Exercices ::
1: Répondez à ces questions sur le texte consacré à la collection « L'Âge d'or » :
(a) En quelle année Henri Parisot rejoint-il le groupe surréaliste ?
(b) Qui signe la couverture de la première collection ?
(c) Chez quel éditeur la collection se poursuit-elle vers 1948 ?
2: Rédigez la suite du texte sur la collection « L'Âge d'or » après sa dernière phrase.

Texte du document ::

-- -- --

PAR IMAGE2
 

_____

 
 

Ami d’André Breton et du groupe surréaliste qu’il rejoint dès 1934, Henri Parisot, traducteur consacré de Lewis Carroll, de Coleridge, de John Keats, a créé il y a de cela près de trente ans, à travers « L’Âge d’or, » plus qu’une collection : une « Arche de l’imaginaire » selon une formule de Breton, une bibliothèque idéale consacrée à la littérature et la poésie fantastiques.

La première collection « L’Âge d’or » voit le jour en 1945, aux éditions de la revue Fontaine ; paraissant sous une couverture de Mario Prassinos, c’est là que sont publiés entre autres : Thalassa dans le désert, de Francis Picabia ; Le Campanile, d’Herman Melville, dans une traduction de Pierre Leyris ; Au pays des Tarahumaras, d’Antonin Artaud ; Premières Alluvions, de René Char ; Liberté d’action, d’Henri Michaux.

Vers 1948, « L’Âge d’or » se poursuit aux éditions Robert Marin, avec, entre autres, La Lampe dans l’horloge, d’André Breton et Lettres aux enfants, de Carroll.

-- -- --

Données fournies ::
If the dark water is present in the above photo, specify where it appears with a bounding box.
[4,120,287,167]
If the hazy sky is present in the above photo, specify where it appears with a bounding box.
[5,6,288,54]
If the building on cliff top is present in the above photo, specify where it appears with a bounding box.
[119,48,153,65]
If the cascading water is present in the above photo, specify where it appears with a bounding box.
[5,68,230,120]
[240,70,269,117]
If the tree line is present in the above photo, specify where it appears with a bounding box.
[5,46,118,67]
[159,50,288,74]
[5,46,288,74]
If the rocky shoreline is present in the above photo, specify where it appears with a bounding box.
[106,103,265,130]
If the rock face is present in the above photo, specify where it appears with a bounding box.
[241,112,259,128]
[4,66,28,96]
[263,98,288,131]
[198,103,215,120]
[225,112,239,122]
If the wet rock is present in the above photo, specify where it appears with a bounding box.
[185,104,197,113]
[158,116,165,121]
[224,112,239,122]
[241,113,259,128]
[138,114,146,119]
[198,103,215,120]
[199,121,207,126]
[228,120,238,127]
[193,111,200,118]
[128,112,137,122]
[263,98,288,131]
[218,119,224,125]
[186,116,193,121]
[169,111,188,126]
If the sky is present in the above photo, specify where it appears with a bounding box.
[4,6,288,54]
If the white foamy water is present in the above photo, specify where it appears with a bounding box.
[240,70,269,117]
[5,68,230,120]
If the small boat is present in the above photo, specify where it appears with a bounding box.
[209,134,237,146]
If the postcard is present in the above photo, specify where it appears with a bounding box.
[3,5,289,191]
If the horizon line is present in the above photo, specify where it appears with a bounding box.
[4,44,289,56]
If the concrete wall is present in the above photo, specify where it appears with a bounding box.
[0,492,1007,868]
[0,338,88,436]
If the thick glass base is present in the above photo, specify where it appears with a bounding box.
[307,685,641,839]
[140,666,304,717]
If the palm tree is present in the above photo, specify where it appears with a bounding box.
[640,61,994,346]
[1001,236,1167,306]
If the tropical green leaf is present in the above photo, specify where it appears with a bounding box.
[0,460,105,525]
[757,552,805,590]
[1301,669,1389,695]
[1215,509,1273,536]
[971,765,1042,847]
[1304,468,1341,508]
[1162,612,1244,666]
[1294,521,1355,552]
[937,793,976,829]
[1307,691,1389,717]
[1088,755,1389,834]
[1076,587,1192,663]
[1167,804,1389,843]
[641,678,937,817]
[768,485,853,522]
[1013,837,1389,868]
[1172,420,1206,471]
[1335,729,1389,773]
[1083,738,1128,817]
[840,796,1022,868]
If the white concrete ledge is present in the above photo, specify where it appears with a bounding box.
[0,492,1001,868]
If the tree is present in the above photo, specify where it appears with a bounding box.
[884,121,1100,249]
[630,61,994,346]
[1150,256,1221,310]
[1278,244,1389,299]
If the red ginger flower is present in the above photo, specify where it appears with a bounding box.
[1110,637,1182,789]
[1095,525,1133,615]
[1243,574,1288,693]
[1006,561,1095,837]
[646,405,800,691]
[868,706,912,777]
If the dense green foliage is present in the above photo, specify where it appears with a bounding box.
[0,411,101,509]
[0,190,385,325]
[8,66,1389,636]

-- -- --

Réponses rédigées ::
1:
(a) En 1934.
(b) Mario Prassinos.
(c) Aux éditions Robert Marin.

2:
En 1950, « L’Âge d’or » regroupe une série d’ouvrages qui paraissent sous une couverture de Max Ernst, aux éditions Premières cette fois : Psyché, d’Alberto Savinio, Tranches de savoir, d’Henri Michaux, La Chasse au Snark, de Lewis Carroll, pour ne citer qu’eux.

Vers 1960, Henri Parisot propose à Flammarion de reprendre sa collection.

Après Hebdomeros, de Giorgio de Chirico, les Contes fantastiques complets d’E. T. A. Hoffmann, Villiers de L’Isle-Adam, les ouvrages paraissent sous une couverture originale de Max Ernst et parmi ceux-ci : Vie des fantômes, d’Alberto Savinio ; les Aventures d’Alice au pays des Merveilles, de Carroll ; Les Poèmes d’Edgar Allan Poe ; La Fille de Rapaccini, de Nathaniel Hawthorne.

De la féérie à l’humour noir, pour Henri Parisot il s’agit avant tout de publier pour le plaisir, pour se faire plaisir et faire plaisir : le rêve d’un seul homme.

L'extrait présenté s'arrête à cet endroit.